** PAGE EXTRACT **
__________________________________________________
Let There Be Light (stylised as let there be light.) is the 25th live album of Hillsong Worship, which consists of several worship pastors from Australian church Hillsong Church. The album was recorded during the 2016 Hillsong Conference at the Qudos Bank Arena from 4 July until 7 July 2016 and was released on 14 October 2016, under Hillsong Music, Sparrow Records and Capitol Christian Music Group.

Their music captures the heart and sound of Hillsong Church globally and represents the coming together of the Hillsong worship team from around the world; including Reuben Morgan, Marty Sampson, Joel Houston, Brooke Ligertwood, Ben Fielding, Taya Smith, Dave Ware, Annie Garratt and many more.

Background 
In March 2016, "Grace to Grace" was released and served as a single for Easter.

In July worship leader Ben Fielding said, "We've been intentional about writing songs that will translate across the Church globally." From many of the Hillsong global campuses such as Sydney, London, New York and Los Angeles, songs were written, re-written and collaborated on in the lead up to the album recording.

"The collaborations have been more through relationship this year, and it has felt less segmented. We've been writing in the studio and there would be people from three different campuses in three different countries there. Each would be representing their own congregation's unique sound, but working together to create something that will translate for all campuses."

The title of the album is a reference to Genesis 1:3.

Theme 
Rich Langton, who oversees the pastoral care of the creative team in Australia, said, "Jesus is the light of the world and we carry that too."
__________________________________________________
** ENTRIES SUPPLIED **
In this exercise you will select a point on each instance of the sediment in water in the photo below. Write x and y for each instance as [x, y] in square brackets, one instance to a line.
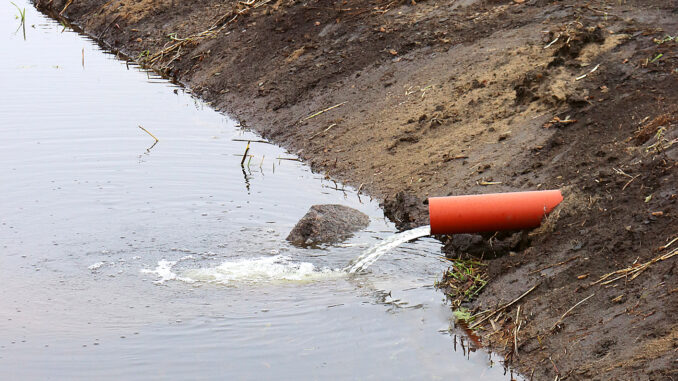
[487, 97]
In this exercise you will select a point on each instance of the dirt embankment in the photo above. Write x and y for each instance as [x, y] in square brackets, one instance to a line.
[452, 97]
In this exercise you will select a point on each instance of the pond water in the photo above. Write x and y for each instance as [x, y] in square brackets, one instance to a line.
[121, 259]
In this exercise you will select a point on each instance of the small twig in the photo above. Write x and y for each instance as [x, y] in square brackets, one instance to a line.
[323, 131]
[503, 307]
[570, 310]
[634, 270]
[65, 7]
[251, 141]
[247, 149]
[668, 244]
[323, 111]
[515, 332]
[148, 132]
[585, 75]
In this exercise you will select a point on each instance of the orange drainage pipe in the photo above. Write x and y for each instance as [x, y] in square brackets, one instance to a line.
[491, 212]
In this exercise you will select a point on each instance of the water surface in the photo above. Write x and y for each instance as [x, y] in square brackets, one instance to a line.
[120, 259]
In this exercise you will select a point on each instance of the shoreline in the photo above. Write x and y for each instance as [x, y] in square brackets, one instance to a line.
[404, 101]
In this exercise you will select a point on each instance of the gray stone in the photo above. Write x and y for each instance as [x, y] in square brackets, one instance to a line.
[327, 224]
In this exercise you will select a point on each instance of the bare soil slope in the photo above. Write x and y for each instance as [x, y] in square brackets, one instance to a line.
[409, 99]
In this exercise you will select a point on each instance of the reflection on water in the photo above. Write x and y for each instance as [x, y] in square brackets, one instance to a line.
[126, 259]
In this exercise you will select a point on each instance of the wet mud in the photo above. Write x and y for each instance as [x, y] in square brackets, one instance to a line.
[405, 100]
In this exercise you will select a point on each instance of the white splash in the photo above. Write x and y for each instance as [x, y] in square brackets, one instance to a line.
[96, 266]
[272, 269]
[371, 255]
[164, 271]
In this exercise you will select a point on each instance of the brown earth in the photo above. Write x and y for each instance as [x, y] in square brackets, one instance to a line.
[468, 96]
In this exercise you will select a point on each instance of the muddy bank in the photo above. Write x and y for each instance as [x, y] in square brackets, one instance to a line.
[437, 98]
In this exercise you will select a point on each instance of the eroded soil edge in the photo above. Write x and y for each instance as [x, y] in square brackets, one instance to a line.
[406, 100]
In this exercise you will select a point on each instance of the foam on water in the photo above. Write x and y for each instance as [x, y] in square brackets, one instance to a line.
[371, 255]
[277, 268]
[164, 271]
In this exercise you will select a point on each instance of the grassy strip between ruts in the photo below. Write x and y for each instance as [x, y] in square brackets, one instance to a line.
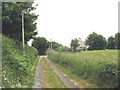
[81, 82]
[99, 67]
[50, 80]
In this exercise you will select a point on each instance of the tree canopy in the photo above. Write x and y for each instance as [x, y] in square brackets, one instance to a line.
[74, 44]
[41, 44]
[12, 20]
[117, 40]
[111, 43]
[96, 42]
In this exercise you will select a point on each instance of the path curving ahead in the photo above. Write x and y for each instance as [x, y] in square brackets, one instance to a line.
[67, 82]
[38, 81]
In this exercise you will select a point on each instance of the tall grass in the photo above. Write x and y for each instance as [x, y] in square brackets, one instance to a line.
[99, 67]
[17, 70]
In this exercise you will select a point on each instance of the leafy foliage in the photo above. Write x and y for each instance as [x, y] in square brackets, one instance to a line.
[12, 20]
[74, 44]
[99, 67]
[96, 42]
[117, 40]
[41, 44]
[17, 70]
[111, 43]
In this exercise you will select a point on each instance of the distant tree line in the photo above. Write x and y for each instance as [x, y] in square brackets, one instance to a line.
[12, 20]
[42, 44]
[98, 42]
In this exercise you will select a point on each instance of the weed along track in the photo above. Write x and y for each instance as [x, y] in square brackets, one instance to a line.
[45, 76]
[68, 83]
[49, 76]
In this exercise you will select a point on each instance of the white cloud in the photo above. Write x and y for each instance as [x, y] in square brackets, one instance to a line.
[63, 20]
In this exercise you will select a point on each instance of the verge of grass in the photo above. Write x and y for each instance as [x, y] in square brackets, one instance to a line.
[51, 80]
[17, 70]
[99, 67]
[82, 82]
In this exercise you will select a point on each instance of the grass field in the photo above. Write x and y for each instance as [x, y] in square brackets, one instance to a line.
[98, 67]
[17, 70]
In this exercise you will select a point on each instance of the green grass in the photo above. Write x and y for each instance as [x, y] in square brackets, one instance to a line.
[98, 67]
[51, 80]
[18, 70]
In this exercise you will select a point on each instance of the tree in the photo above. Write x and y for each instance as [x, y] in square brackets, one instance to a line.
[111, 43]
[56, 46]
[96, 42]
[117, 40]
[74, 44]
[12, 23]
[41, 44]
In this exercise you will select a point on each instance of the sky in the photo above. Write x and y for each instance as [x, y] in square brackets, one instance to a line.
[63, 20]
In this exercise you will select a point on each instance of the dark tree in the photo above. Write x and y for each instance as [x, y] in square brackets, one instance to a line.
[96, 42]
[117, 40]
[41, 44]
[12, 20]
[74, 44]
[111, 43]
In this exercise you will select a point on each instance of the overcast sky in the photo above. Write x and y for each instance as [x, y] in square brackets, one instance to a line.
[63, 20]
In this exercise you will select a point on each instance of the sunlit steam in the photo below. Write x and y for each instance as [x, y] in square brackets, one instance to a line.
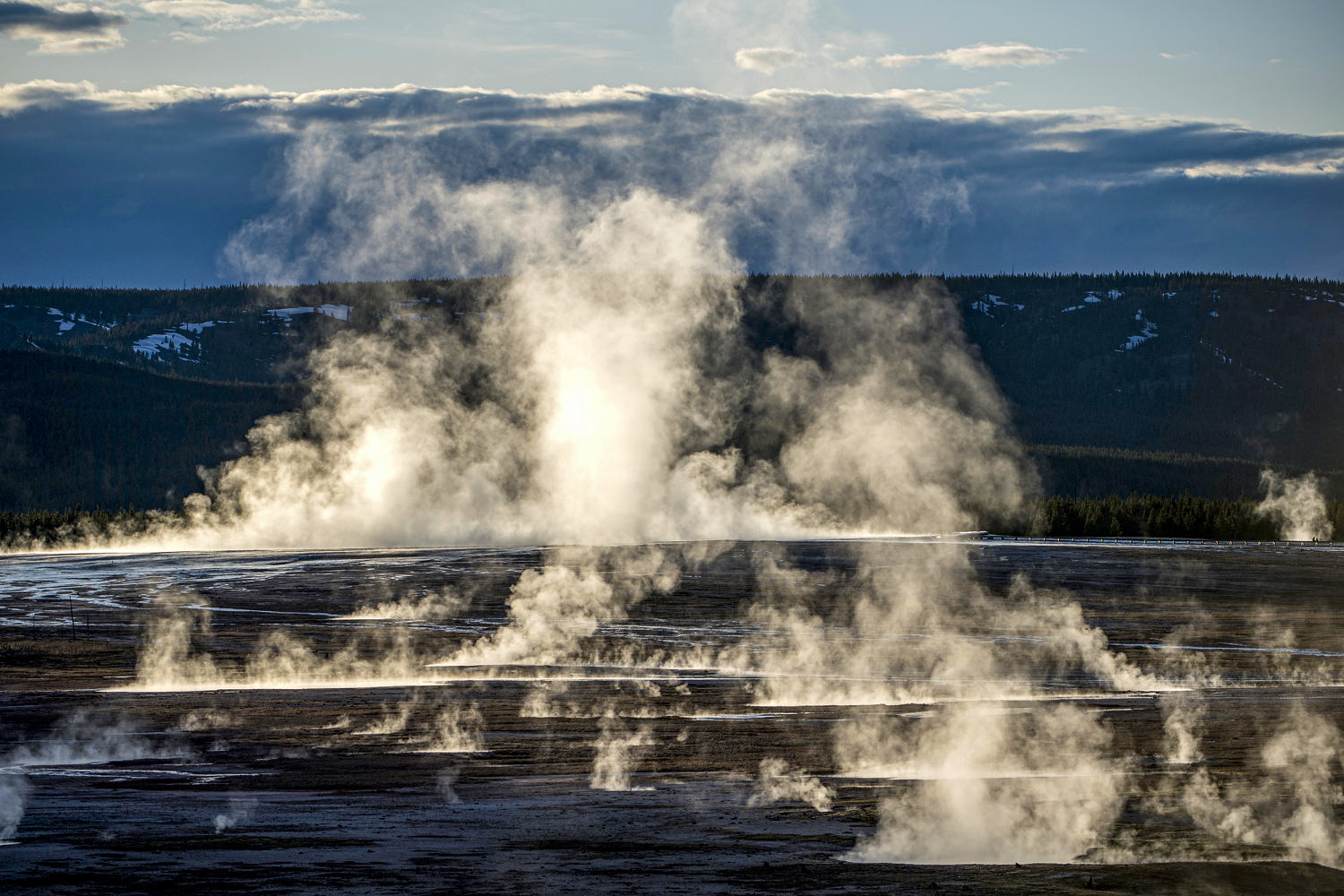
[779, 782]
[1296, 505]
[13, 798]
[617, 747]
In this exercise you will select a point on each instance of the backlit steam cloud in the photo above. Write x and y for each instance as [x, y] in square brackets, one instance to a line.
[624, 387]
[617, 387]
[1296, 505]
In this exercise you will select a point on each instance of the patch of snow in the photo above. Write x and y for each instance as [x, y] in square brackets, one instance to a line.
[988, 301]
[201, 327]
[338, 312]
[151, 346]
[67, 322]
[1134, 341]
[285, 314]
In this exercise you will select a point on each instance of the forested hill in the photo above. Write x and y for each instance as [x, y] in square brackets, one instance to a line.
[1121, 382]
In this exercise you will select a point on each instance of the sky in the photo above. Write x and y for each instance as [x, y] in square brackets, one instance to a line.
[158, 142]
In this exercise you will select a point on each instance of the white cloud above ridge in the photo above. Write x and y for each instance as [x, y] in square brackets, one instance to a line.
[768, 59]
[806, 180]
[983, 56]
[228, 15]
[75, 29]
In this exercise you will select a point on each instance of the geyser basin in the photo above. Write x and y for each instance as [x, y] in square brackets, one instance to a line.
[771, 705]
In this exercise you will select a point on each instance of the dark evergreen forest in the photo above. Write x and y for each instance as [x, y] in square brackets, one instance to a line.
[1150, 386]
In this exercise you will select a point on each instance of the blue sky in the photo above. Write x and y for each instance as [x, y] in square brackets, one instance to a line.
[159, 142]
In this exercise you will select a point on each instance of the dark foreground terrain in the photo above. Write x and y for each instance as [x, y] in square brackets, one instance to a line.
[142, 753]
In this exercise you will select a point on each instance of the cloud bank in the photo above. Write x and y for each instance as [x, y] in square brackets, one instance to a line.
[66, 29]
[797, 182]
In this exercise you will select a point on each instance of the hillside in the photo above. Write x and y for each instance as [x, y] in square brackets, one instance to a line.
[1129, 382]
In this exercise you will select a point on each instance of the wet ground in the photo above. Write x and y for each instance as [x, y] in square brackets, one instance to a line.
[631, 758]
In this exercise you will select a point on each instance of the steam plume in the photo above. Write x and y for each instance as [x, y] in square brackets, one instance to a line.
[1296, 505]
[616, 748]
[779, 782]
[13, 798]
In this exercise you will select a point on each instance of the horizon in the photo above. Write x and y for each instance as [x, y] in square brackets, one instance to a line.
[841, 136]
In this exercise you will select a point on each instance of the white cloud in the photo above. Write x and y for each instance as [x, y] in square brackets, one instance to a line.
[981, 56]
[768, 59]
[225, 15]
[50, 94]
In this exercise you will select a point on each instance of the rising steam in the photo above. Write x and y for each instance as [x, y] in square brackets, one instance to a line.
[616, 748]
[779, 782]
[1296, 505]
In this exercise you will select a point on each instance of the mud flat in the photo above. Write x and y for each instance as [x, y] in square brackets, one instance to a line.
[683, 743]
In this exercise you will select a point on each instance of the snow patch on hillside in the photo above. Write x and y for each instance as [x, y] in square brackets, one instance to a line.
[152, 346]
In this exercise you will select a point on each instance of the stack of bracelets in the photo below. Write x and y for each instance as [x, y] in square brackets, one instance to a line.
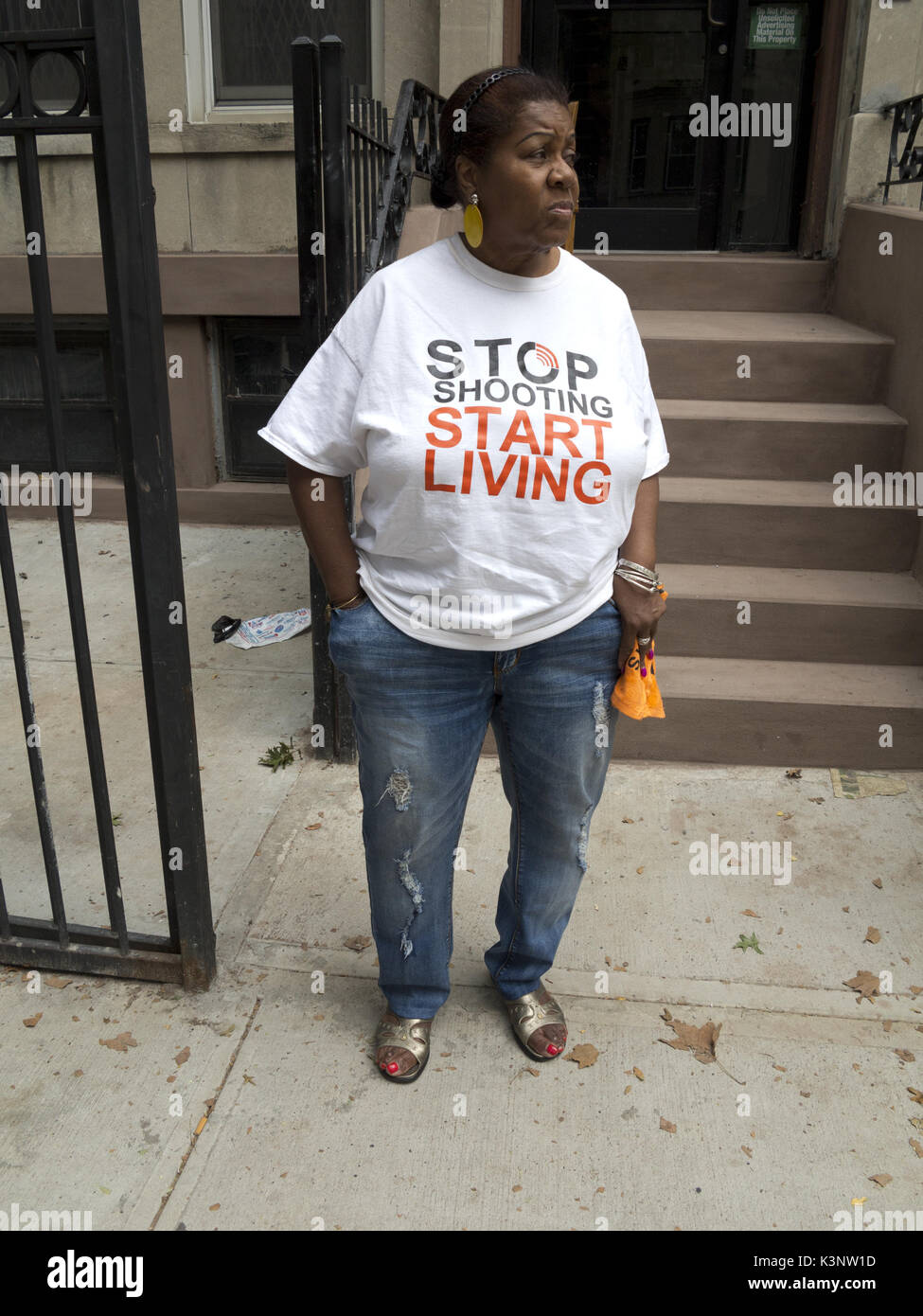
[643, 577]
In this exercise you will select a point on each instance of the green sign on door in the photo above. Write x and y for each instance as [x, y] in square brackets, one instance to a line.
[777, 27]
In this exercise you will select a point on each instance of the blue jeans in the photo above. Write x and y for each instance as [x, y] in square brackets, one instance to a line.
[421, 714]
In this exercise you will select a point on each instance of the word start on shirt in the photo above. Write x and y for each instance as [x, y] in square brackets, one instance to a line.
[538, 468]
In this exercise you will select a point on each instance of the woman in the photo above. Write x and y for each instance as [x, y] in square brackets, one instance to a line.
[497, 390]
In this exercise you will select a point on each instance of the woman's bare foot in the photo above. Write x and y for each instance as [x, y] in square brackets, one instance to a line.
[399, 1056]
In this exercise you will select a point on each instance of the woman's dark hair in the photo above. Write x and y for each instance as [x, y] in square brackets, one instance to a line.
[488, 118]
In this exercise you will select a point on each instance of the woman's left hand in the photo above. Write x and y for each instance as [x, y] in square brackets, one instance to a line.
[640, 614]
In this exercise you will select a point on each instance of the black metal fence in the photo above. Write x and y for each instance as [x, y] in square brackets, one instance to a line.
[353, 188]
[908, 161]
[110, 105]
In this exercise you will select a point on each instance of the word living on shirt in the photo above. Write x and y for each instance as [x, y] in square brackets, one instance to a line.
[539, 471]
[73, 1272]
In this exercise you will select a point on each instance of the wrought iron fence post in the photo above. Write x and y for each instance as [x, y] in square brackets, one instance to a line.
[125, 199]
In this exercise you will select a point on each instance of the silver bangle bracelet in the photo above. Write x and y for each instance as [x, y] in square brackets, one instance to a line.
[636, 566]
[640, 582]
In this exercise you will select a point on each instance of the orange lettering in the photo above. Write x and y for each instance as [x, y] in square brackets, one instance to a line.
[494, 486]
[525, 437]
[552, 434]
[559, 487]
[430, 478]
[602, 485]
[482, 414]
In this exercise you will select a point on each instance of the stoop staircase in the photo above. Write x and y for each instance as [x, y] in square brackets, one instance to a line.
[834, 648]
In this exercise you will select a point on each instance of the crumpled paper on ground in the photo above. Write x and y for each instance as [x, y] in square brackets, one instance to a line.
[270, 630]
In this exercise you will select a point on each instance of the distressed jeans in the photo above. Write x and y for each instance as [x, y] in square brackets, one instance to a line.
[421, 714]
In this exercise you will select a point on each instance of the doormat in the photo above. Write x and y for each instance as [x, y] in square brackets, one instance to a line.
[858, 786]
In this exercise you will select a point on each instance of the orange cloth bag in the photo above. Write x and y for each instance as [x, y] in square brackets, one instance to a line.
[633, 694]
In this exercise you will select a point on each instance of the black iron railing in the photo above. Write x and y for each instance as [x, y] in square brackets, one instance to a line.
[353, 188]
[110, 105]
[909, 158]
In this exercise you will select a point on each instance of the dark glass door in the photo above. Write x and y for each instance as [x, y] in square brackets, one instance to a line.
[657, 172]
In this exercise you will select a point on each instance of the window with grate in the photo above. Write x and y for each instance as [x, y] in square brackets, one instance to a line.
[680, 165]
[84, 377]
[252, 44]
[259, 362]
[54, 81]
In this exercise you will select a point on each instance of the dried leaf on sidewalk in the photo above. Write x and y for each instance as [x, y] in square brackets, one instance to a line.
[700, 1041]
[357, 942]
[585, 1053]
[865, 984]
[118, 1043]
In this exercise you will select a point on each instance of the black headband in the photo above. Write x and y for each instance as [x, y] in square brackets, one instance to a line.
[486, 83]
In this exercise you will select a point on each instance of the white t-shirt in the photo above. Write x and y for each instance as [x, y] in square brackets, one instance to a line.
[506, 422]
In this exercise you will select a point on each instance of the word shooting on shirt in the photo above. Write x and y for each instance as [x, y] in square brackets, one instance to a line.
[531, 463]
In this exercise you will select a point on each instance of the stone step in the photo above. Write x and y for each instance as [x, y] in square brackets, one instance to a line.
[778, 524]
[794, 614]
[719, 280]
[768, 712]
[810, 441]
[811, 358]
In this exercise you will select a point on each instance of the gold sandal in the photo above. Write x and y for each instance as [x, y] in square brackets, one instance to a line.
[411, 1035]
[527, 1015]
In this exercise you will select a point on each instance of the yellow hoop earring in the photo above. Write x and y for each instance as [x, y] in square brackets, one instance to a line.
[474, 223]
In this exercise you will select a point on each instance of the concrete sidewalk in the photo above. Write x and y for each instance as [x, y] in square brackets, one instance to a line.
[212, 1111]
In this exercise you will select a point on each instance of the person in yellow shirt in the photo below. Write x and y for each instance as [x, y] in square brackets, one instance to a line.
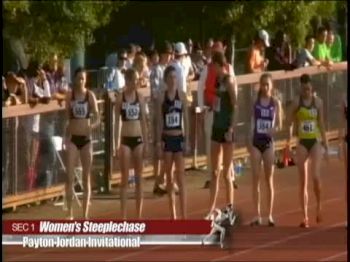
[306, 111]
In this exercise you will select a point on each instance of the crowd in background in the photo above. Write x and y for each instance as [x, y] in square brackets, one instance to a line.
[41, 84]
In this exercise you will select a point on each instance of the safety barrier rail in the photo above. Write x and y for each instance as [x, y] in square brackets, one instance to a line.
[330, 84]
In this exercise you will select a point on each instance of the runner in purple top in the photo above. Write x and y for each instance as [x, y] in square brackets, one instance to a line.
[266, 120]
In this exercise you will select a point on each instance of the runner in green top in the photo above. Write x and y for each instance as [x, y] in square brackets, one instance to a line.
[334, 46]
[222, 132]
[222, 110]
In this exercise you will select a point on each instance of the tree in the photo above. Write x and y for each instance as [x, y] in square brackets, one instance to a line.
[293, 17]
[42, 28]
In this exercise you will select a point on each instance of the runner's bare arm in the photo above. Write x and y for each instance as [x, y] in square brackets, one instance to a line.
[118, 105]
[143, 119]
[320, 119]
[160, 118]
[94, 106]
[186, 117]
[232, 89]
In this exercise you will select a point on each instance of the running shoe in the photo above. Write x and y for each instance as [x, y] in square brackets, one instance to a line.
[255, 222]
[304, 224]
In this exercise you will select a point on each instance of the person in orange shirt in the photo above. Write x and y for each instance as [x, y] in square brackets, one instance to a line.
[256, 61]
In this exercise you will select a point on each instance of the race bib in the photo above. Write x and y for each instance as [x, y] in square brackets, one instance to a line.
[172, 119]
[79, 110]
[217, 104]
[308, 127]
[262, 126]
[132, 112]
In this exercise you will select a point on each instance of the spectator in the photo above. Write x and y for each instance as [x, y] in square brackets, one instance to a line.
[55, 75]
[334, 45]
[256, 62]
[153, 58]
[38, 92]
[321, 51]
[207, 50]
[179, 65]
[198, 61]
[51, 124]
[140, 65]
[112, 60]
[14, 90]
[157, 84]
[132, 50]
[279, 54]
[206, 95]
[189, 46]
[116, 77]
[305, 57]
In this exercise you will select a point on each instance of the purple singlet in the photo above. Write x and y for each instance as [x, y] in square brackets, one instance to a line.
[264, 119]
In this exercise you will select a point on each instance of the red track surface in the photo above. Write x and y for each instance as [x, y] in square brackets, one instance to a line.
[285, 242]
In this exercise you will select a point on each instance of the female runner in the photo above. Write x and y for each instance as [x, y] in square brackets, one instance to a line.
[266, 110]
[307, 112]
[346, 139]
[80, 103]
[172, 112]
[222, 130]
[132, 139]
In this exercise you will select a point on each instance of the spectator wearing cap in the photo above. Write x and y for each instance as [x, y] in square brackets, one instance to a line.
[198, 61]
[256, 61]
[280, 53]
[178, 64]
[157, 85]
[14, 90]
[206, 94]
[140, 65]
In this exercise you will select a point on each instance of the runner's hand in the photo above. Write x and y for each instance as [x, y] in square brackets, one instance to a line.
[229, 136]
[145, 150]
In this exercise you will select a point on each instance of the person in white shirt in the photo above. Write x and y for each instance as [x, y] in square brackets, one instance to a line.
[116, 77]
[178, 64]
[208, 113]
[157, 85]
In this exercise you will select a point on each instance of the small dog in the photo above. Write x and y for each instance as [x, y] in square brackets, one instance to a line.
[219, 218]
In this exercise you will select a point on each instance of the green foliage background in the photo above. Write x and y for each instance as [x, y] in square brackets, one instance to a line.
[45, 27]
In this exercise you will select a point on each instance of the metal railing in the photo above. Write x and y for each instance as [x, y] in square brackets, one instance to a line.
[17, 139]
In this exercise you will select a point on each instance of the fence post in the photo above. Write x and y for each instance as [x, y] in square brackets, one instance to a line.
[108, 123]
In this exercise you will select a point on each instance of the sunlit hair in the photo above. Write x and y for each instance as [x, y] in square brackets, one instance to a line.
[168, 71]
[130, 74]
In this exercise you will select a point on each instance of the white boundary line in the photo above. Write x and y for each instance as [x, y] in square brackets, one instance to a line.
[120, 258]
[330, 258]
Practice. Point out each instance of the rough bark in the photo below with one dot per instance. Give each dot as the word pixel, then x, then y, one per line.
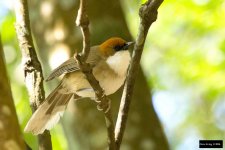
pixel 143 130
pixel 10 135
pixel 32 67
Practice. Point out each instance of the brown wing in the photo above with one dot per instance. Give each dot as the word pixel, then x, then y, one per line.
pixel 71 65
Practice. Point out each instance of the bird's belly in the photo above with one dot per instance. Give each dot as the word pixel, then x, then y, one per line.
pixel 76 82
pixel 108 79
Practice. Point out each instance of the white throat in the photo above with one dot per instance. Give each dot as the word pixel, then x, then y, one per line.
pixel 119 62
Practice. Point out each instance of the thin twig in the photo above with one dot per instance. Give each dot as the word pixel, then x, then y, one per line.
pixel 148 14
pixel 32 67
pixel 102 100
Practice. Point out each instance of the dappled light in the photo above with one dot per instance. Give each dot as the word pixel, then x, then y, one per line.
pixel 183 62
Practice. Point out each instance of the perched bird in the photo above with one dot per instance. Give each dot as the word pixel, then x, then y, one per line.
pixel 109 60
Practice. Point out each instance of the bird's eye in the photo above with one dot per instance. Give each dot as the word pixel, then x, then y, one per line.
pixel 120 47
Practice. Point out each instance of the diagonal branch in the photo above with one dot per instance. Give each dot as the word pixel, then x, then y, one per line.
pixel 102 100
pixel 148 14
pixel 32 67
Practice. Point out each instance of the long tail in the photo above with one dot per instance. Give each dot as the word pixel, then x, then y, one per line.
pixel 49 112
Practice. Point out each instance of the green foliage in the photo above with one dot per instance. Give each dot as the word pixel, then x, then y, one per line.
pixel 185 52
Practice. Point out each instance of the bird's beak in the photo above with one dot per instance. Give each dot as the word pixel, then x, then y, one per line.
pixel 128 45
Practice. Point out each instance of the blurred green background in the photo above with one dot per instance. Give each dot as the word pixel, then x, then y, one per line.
__________________________________________________
** EXERCISE **
According to the text about the album Let There Be Light, which Bible verse does the album's title reference?

** ANSWER SECTION **
Genesis 1:3